Copy the data precisely, keeping every character.

• Position annotation records
====
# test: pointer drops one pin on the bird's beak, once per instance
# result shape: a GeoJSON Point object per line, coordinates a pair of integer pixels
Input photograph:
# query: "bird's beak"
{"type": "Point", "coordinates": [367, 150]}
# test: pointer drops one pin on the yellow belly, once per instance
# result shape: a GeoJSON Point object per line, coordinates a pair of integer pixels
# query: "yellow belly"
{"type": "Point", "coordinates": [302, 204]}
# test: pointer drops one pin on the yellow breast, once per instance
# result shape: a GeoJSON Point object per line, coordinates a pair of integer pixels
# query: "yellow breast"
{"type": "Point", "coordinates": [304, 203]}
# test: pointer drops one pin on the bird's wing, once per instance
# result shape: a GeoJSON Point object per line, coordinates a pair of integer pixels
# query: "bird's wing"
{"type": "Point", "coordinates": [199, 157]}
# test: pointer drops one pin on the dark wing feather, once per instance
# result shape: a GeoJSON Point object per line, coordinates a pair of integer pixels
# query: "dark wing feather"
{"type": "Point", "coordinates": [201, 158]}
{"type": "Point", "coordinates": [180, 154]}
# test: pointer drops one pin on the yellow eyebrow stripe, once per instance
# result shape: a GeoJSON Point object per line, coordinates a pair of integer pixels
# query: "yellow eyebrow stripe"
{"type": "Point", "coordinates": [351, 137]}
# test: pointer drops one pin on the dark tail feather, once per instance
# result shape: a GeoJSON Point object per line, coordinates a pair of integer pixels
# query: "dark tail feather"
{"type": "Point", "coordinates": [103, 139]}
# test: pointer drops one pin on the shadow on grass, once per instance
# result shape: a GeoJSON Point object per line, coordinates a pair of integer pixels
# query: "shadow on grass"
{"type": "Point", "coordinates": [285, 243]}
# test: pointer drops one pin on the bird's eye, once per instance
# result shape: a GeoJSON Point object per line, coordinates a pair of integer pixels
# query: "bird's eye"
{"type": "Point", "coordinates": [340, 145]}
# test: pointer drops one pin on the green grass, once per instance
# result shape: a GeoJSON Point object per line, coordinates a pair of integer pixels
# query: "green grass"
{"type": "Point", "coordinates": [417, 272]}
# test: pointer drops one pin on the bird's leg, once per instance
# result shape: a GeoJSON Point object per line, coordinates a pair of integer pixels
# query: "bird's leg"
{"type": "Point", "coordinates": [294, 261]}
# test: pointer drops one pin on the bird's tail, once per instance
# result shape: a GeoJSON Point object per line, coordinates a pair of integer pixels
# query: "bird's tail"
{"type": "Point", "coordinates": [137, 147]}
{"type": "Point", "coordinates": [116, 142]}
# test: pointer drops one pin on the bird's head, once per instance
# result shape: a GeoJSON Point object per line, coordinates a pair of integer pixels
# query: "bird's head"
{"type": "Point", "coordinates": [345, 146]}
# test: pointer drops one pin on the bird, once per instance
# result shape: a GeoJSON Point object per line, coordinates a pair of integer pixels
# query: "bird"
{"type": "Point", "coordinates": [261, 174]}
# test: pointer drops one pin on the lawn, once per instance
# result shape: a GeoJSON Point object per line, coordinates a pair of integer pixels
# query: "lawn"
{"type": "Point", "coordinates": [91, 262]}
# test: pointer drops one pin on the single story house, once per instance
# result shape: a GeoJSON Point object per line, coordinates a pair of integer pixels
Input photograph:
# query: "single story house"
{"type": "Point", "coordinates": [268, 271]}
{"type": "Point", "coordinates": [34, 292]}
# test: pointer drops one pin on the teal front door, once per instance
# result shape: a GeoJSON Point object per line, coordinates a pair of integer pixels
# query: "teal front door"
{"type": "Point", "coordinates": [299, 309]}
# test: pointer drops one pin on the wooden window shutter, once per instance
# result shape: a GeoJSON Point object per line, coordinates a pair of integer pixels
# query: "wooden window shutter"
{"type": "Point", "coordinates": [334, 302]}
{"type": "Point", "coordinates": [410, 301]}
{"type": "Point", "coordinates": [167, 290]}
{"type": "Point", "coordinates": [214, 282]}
====
• Output for this task
# test: pointer drops one pin on the bird's beak, once per instance
# result shape: a GeoJSON Point object per line, coordinates a pair of integer pixels
Input photograph:
# query: "bird's beak"
{"type": "Point", "coordinates": [367, 150]}
# test: pointer drops one pin on the yellow belly, once per instance
# result shape: a GeoJSON Point object per line, coordinates a pair of integer pixels
# query: "yellow belly"
{"type": "Point", "coordinates": [302, 204]}
# test: pointer drops one pin on the yellow breast, once per instance
# result shape: a GeoJSON Point object per line, coordinates a pair of integer pixels
# query: "yellow breast"
{"type": "Point", "coordinates": [304, 203]}
# test: pointer drops one pin on the bird's wing, once per instance
# result shape: a GeoJSON Point object per line, coordinates a pair of integer pixels
# query: "bird's wing"
{"type": "Point", "coordinates": [199, 157]}
# test: pointer drops one pin on the dark wing feather, once per instance
# result shape: a GeoJSON Point object per line, coordinates a pair of integer pixels
# query: "dark wing feather"
{"type": "Point", "coordinates": [201, 158]}
{"type": "Point", "coordinates": [180, 154]}
# test: pointer drops one pin on the yellow eyebrow stripe, once per instance
# result shape: a GeoJSON Point object per line, coordinates a pair of integer pixels
# query: "yellow eyebrow stripe"
{"type": "Point", "coordinates": [351, 137]}
# test: pointer drops one pin on the dark tail feather, once per instance
# result shape: a GeoJSON Point object per line, coordinates a pair of integer pixels
# query: "dark tail feather"
{"type": "Point", "coordinates": [103, 139]}
# test: pointer drops one pin on the shadow on grass, once per instance
# result shape: a GeoJSON Point object per line, coordinates a pair of integer pixels
# query: "shadow on grass"
{"type": "Point", "coordinates": [285, 243]}
# test: pointer drops one pin on the bird's eye, once per instance
# result shape: a GeoJSON Point object per line, coordinates a pair of integer pixels
# query: "bird's eye"
{"type": "Point", "coordinates": [340, 145]}
# test: pointer drops one pin on the green grass, once per instance
# result shape: a GeoJSON Point object per line, coordinates a pair of integer pixels
# query: "green grass"
{"type": "Point", "coordinates": [417, 272]}
# test: pointer drops one pin on the bird's leg, once per instance
# result shape: a GeoJSON Point object per line, coordinates a pair of integer pixels
# query: "bird's leg"
{"type": "Point", "coordinates": [294, 261]}
# test: pointer drops one pin on the bird's tail, once per instance
# result shape: a GeoJSON Point object per line, coordinates a pair of integer pixels
# query: "bird's tail"
{"type": "Point", "coordinates": [137, 147]}
{"type": "Point", "coordinates": [116, 142]}
# test: pointer drops one pin on the bird's head, once per instance
# result shape: a GeoJSON Point object per line, coordinates a pair of integer pixels
# query: "bird's head"
{"type": "Point", "coordinates": [345, 146]}
# test: pointer drops one pin on the bird, once per instance
# result shape: a GeoJSON Point object per line, coordinates a pair of integer pixels
# query: "bird"
{"type": "Point", "coordinates": [261, 174]}
# test: pointer drops one pin on the lawn, once per instance
# result shape: a GeoJSON Point object per line, coordinates a pair of integer pixels
# query: "lawn"
{"type": "Point", "coordinates": [91, 262]}
# test: pointer drops one pin on the single story house, once per instance
# result shape: a GeoJSON Point object per line, coordinates a pair of integer pixels
Input photograph:
# query: "single story house"
{"type": "Point", "coordinates": [268, 271]}
{"type": "Point", "coordinates": [34, 292]}
# test: pointer drops one pin on the teal front door, once per instance
# result shape: a GeoJSON Point object per line, coordinates a pair of integer pixels
# query: "teal front door"
{"type": "Point", "coordinates": [299, 309]}
# test: pointer drops one pin on the wooden window shutter, once per instance
# result shape: a GeoJSON Point object per line, coordinates a pair of integer pixels
# query: "wooden window shutter"
{"type": "Point", "coordinates": [334, 302]}
{"type": "Point", "coordinates": [410, 301]}
{"type": "Point", "coordinates": [167, 290]}
{"type": "Point", "coordinates": [214, 282]}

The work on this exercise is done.